(Point annotation dataset records)

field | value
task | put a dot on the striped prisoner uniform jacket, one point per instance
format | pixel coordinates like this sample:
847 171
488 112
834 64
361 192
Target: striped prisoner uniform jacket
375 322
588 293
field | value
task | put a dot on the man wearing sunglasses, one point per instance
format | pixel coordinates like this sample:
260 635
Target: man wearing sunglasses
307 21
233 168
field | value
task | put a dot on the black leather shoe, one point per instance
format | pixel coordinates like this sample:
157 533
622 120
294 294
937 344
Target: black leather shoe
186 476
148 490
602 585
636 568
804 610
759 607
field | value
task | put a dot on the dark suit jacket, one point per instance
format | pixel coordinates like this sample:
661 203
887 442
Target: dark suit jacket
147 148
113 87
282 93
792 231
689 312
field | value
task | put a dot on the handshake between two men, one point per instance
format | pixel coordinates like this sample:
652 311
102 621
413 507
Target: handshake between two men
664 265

> _Exercise objective_: Write out the data again, exactly and in full.

> _Correct result_:
field | value
task | put a dot on the striped prisoner uniform jacket, one point per instance
format | pixel coordinates like this sample:
847 171
488 112
834 64
361 192
Target: striped prisoner uniform jacket
375 322
588 293
field | value
task | put a dot on the man wearing sunglasses, one point per instance
format | pixel coordinates like this sample:
260 635
Target: man wearing sunglasses
307 21
233 168
field | value
task | put a dot on the black leather shoe, one point per instance
format | pixel coordinates like this sample:
157 533
622 120
294 294
937 344
Target: black leather shoe
186 476
148 490
602 585
636 568
804 610
759 607
field | value
task | put a dot on the dark suit jacket, one point per instance
format | pixel coordinates like this sample:
661 203
887 442
Target: dark suit jacket
147 148
113 87
282 93
792 231
689 312
field | value
task | put a dot on the handshake between two men, one point per instance
format | pixel coordinates like this sample:
652 311
102 621
413 507
Target: handshake between two men
664 265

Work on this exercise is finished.